** Begin **

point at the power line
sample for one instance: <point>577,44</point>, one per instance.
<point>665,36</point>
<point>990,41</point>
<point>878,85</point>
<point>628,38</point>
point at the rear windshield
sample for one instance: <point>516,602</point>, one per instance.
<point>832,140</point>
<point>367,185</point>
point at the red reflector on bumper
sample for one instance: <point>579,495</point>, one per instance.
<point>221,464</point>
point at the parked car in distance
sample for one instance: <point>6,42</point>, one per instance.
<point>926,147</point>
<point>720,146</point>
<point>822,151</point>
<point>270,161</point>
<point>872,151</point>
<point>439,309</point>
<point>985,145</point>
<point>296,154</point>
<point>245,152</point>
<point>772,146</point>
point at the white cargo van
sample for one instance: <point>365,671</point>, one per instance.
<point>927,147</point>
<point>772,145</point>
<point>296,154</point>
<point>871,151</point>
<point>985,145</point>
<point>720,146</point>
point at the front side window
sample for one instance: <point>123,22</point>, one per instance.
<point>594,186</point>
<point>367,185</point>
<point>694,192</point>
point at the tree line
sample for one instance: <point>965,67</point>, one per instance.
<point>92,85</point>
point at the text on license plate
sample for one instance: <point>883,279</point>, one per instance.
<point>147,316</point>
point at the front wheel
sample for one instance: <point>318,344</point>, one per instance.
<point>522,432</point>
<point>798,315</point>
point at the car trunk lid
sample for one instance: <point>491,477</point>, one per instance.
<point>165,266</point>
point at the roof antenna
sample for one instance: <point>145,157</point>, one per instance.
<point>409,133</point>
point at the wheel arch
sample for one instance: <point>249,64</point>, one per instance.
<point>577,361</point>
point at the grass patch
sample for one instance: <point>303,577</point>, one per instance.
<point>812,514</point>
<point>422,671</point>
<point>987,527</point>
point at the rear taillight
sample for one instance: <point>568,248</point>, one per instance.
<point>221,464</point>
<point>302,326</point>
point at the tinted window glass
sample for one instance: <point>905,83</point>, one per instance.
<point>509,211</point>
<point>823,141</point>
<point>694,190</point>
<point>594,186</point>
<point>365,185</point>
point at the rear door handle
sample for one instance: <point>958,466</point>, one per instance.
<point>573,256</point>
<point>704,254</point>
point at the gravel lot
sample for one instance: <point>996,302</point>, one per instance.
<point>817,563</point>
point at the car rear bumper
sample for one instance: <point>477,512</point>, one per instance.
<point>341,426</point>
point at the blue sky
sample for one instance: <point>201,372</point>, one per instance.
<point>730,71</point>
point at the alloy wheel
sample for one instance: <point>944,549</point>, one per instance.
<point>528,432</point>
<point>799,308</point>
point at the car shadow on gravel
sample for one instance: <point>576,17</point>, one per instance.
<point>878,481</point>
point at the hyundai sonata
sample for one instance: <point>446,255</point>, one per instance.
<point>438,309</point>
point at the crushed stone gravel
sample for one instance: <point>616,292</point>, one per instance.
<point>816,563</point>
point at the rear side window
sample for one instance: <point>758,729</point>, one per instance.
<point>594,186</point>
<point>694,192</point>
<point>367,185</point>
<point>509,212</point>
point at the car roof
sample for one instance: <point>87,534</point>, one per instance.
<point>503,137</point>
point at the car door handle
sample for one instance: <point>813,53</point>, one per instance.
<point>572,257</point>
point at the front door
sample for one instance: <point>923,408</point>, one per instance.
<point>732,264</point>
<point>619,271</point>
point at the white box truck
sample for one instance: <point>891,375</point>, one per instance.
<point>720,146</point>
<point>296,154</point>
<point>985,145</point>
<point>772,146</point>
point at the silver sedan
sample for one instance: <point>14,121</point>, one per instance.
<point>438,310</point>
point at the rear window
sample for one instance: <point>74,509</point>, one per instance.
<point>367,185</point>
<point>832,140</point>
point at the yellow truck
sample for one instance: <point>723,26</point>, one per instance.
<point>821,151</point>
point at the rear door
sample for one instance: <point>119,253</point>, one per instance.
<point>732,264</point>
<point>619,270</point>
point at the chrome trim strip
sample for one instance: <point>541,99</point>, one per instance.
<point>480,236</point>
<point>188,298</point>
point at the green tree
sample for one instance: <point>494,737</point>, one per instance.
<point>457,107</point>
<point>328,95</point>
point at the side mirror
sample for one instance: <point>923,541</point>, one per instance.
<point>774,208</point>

** End **

### [Given exercise]
Output the listing above word for word.

### [Result of this task]
point at the power line
sample for one instance: <point>577,44</point>, one per instance.
<point>665,36</point>
<point>990,41</point>
<point>878,85</point>
<point>628,38</point>
point at the rear windshield
sample for one instance: <point>516,602</point>, one per instance.
<point>832,140</point>
<point>367,185</point>
point at the red reflector on bumper
sample for one instance: <point>579,495</point>, one per instance.
<point>221,464</point>
point at the parked car in distance
sample for one instance: <point>6,42</point>, one per instance.
<point>926,147</point>
<point>720,146</point>
<point>822,151</point>
<point>270,161</point>
<point>872,151</point>
<point>439,309</point>
<point>985,145</point>
<point>296,154</point>
<point>245,152</point>
<point>772,146</point>
point at the white cargo van
sample for one instance: <point>365,671</point>, one per instance.
<point>927,147</point>
<point>772,145</point>
<point>296,154</point>
<point>871,151</point>
<point>985,145</point>
<point>720,146</point>
point at the front side window
sample for one instance: <point>123,22</point>, one per instance.
<point>594,186</point>
<point>367,185</point>
<point>694,192</point>
point at the tree line
sample for one instance: <point>965,67</point>, one per instance.
<point>92,85</point>
point at the text on license plate
sample for one instance: <point>883,279</point>, one per instance.
<point>147,316</point>
point at the front wheel
sample for one instance: <point>318,344</point>, one per instance.
<point>522,432</point>
<point>798,315</point>
point at the car trunk lid
sample for one instance: <point>491,477</point>, one per instance.
<point>165,266</point>
point at the roof antenna
sample for one instance: <point>145,157</point>, one per instance.
<point>409,133</point>
point at the wheel arch
sample for one instance: <point>249,64</point>, one per instance.
<point>577,361</point>
point at the grass patch
sample for one instance: <point>303,577</point>, one per instance.
<point>812,514</point>
<point>422,671</point>
<point>987,527</point>
point at the rear taillight
sample for one instance: <point>568,248</point>, one per instance.
<point>221,464</point>
<point>302,326</point>
point at the tinted window glass
sample for one instance: <point>905,83</point>, one per instance.
<point>509,211</point>
<point>823,141</point>
<point>694,190</point>
<point>594,186</point>
<point>365,185</point>
point at the rear door handle
sample for one instance: <point>958,466</point>, one per instance.
<point>573,256</point>
<point>704,254</point>
point at the gravel lot
sample for one instance: <point>996,302</point>, one per instance.
<point>817,563</point>
point at the car rear bumper
sample for one instance: <point>477,512</point>, one per instance.
<point>341,426</point>
point at the blue sky
sample for one instance: <point>201,372</point>, one per instance.
<point>730,71</point>
point at the alloy wheel
sample for one instance: <point>944,549</point>, one per instance.
<point>528,432</point>
<point>799,308</point>
point at the car shadow on gravel
sample for one instance: <point>576,17</point>, one per instance.
<point>878,481</point>
point at the hyundai sonata
sample for one instance: <point>446,255</point>, one per instance.
<point>438,309</point>
point at the crushed stone gravel
sample for one instance: <point>616,292</point>, one per instance.
<point>816,563</point>
point at the rear side window
sample for one instance: <point>758,729</point>, one per instance.
<point>594,186</point>
<point>694,192</point>
<point>367,185</point>
<point>509,212</point>
point at the car roof
sample for one instance: <point>87,534</point>, one per instance.
<point>503,137</point>
point at the car door handle
sample for one instance: <point>813,53</point>, one per instance.
<point>572,257</point>
point at the front door
sample for one instance: <point>923,408</point>, one per instance.
<point>732,264</point>
<point>619,271</point>
point at the white box truck
sample for one instance: <point>891,375</point>, one per instance.
<point>720,146</point>
<point>296,154</point>
<point>985,145</point>
<point>772,146</point>
point at the silver sedan
sample for one instance: <point>14,121</point>, one per instance.
<point>438,310</point>
point at the rear window
sample for one instance: <point>74,509</point>, one per instance.
<point>367,185</point>
<point>832,140</point>
point at the yellow truck
sample for one instance: <point>723,26</point>, one per instance.
<point>821,151</point>
point at the rear door
sample for one instance: <point>119,253</point>, one per instance.
<point>732,264</point>
<point>619,270</point>
point at the chrome trim strip
sample for one instance: <point>541,99</point>, one per instance.
<point>480,236</point>
<point>188,298</point>
point at the green tree
sample for one instance: <point>494,737</point>, one per instance.
<point>457,107</point>
<point>328,95</point>
point at the side mirror
sample for one instance: <point>923,541</point>, one per instance.
<point>774,208</point>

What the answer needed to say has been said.